Text provided:
____________________
I look at the practitioners of today and inform my discipline by their activities so that I may better adapt my study of craft and technique. This is reflection in the process of discovery. Perhaps this is even tuning the process of discovery towards applicability to the near future problem set. My vision horizon as a technologist needs to be as far as I can see into the future, and include the historical examples of similar patterns and threads of technique.
This leads to the final portion of this thread of ideas. There are operators, innovators, and creators within our current technocentric population. The operators are the people who keep the lights on, make sure the water flows, and often write the programs or network configurations. Much of the hacker community is found in this area where tuning is the primary tool or purpose of change. There are the innovators where we find the luminaries such as Jobs and Zuckerbergs and the scores of people who are adapting and changing the fundamental world as we know it. Jobs understood and innovated technology. Jony Ives is the creator. Which is our third and often ignored category the creators. The creators start with the blank sheet of canvas and create the painting. The creators are solving some problem and cannot be bothered by finding the tool somebody else already wrote to solve it. The creators are fewer and often less celebrated.
There is no value judgment in operators, innovators, or creators. Society wants more operators but rewards innovators. The creators are rarely celebrated or rewarded. A colleague once told me he didn’t ever finish college but he built his business by studying others and now he hires PhDs to work for him. He is quite proud of that fact, but he is also showing the less than stellar staring view society has towards those that create.
There is a reality in this as we look at vision horizons. The creators seem to be looking forward and rarely behind. The innovators look in both directions but only minimally. The operators focus on their toes and have no horizon they can see. In some ways we all operate in these roles and it is important to not get trapped in either single role too often. Should we aspire to be polymaths we would really want to have the ability to know many things, and how those things apply to the world. In to many cases those who are polymaths rise to tell us how technology applies to the world based on knowledge that has no bearing on the present. In the worst cases they have neither the ability to reflect on the effects of their decisions or the results of their choices.
____________________
Source material:
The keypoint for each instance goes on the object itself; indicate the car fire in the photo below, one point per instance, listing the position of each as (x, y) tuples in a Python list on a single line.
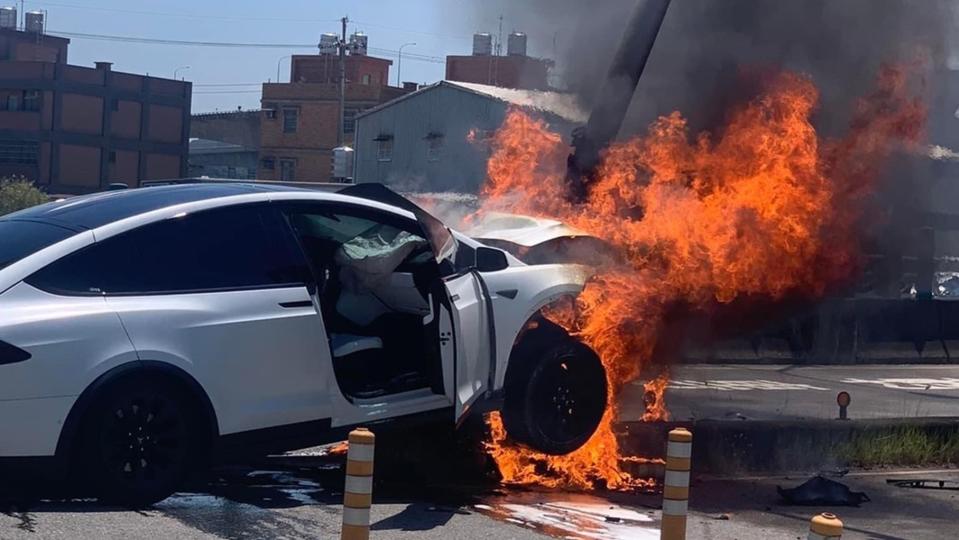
[(766, 209)]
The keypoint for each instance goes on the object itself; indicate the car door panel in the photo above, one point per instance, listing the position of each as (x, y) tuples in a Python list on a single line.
[(470, 321)]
____________________
Work instructions: From the essay on operators, innovators, and creators above, reproduce the passage from "There is a reality" to "of their choices." word for word.

Solution for this exercise:
There is a reality in this as we look at vision horizons. The creators seem to be looking forward and rarely behind. The innovators look in both directions but only minimally. The operators focus on their toes and have no horizon they can see. In some ways we all operate in these roles and it is important to not get trapped in either single role too often. Should we aspire to be polymaths we would really want to have the ability to know many things, and how those things apply to the world. In to many cases those who are polymaths rise to tell us how technology applies to the world based on knowledge that has no bearing on the present. In the worst cases they have neither the ability to reflect on the effects of their decisions or the results of their choices.